We’ve played the 1 chord. Now we’re going to go to the 4 chord which is C. Now, it doesn’t really work to voice the C chord like that because it’s too low and this is too high. I’m not going to use the 7th on the bottom, the 3rd and the 6th like I did on the G chord. Instead I’m going to do something like this. I’m going to start on the 3rd, go to the 6th, 7th right next to it and then the 9th. That works too. You hit a low C and then come up and play that.
In fact, you could hit a C and G if you wanted to. That gives you a nice full sound. Okay, then when we come to D 7th we could use it. Let me back up to G. Now back to the G chord. Now the [5-7 00:04:20] chord is D 7th. What I can do if you want, you can play F sharp on the bottom, that’s the 3rd, the 7th in the middle and the flat 10th on top, if you like that sound. Otherwise you can do that.

◆ Do this:
In the chord lesson above, which chord tones does the speaker use, in order, to voice the C chord?

◆ Provided material:
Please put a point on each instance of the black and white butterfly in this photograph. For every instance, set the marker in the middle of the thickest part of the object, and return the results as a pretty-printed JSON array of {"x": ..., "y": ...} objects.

◆ Final answer:
The 3rd, the 6th, the 7th, and the 9th.